>>>>

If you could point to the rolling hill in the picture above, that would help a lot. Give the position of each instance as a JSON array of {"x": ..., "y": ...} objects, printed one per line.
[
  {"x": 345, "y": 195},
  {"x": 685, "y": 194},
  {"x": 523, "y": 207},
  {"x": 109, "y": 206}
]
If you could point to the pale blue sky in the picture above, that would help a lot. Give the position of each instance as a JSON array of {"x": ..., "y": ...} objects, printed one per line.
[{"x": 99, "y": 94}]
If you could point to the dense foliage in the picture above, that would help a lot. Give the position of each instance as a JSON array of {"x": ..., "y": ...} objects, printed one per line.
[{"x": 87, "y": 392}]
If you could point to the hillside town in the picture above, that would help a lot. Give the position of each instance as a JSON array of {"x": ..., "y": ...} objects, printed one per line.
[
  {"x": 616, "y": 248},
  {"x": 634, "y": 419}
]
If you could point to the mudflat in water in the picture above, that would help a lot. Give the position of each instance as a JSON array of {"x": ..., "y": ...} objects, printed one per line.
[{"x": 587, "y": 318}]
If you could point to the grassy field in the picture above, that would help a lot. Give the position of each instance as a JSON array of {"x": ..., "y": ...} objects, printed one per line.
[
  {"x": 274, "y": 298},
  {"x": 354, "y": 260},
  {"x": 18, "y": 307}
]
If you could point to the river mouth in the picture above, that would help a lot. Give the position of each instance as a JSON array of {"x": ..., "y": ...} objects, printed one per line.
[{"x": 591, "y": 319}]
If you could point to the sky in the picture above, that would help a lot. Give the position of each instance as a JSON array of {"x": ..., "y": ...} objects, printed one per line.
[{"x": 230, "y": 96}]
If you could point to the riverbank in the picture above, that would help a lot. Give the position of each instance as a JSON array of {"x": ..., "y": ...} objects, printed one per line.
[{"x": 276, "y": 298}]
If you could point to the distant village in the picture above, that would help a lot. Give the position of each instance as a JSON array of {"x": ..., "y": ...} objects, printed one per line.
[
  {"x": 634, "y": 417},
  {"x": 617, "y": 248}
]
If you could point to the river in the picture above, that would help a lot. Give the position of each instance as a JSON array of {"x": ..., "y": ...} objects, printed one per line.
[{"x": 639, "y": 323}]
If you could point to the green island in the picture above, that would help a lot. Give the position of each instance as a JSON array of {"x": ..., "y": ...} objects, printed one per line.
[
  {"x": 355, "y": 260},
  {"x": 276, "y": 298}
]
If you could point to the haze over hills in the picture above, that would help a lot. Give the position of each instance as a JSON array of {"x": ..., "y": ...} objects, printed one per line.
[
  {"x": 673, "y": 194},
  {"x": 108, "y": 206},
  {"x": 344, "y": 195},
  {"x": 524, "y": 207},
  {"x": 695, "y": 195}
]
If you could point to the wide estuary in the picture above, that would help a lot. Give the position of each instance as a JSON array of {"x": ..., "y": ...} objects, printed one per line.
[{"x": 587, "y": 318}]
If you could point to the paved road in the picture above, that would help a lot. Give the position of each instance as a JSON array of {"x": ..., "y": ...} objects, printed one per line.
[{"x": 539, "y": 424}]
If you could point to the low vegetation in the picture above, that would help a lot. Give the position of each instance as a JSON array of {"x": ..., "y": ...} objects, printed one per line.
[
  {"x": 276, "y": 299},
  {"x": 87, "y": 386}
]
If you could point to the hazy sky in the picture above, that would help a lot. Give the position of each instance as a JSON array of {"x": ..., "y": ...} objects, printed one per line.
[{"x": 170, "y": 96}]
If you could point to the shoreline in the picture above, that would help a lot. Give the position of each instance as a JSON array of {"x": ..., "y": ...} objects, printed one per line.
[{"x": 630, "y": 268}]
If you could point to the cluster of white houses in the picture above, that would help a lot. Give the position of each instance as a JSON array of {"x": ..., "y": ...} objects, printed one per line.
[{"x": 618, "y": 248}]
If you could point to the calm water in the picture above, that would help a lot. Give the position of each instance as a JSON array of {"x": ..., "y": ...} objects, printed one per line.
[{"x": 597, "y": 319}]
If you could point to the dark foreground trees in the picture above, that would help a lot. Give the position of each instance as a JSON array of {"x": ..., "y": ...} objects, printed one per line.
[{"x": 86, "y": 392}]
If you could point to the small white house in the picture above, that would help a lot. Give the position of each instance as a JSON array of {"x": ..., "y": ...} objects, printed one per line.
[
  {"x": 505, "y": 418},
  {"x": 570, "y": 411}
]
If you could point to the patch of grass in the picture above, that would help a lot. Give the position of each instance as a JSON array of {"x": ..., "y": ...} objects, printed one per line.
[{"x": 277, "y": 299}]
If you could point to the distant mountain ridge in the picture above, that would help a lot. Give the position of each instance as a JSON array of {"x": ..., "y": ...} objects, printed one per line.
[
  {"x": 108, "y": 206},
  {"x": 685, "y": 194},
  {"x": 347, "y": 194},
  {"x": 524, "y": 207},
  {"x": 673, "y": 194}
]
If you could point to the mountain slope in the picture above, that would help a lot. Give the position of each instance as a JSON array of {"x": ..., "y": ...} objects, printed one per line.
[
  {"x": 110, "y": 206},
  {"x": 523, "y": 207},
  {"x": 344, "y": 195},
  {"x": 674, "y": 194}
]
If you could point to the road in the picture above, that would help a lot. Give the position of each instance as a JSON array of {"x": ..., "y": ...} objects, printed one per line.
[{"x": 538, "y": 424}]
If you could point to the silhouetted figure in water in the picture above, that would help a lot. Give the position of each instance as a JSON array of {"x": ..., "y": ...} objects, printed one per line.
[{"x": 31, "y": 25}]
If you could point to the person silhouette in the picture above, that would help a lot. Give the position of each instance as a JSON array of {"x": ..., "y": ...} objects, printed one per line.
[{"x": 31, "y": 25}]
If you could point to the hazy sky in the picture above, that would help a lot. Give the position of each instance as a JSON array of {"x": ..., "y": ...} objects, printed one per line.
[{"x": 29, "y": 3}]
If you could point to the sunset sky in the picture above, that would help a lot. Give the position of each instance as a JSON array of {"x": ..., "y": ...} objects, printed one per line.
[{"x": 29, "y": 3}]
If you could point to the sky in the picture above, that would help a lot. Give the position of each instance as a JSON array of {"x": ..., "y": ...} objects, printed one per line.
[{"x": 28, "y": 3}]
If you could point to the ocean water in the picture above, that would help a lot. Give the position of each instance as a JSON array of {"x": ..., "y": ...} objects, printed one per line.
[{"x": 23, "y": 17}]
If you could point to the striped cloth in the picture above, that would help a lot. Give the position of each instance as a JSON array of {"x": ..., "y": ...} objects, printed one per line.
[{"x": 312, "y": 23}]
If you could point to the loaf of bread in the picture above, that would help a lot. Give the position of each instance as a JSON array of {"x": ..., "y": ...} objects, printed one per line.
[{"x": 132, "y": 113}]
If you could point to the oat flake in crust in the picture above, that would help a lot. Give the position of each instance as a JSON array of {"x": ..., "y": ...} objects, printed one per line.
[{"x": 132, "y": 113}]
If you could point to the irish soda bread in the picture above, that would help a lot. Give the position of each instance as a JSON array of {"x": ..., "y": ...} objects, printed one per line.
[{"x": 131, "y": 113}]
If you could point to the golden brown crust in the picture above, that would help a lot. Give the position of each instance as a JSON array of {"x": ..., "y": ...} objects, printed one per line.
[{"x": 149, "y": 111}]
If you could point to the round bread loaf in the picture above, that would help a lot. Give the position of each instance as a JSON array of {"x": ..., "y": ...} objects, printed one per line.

<<<<

* **Exercise directions**: Please rewrite the entries starting at the line containing "If you could point to the golden" and continuing through the last of the entries, swapping "golden brown crust" for "dark brown crust" and leaving everything else unchanged.

* **Task response**:
If you could point to the dark brown crust in the picture above, that would help a lot. Give the position of each instance as a JSON array of {"x": ..., "y": ...} objects, printed one per line.
[{"x": 149, "y": 111}]
If you could point to the round bread loaf in the picture above, that would help a lot. Give the position of each instance as a JSON array of {"x": ..., "y": ...} objects, printed one per line.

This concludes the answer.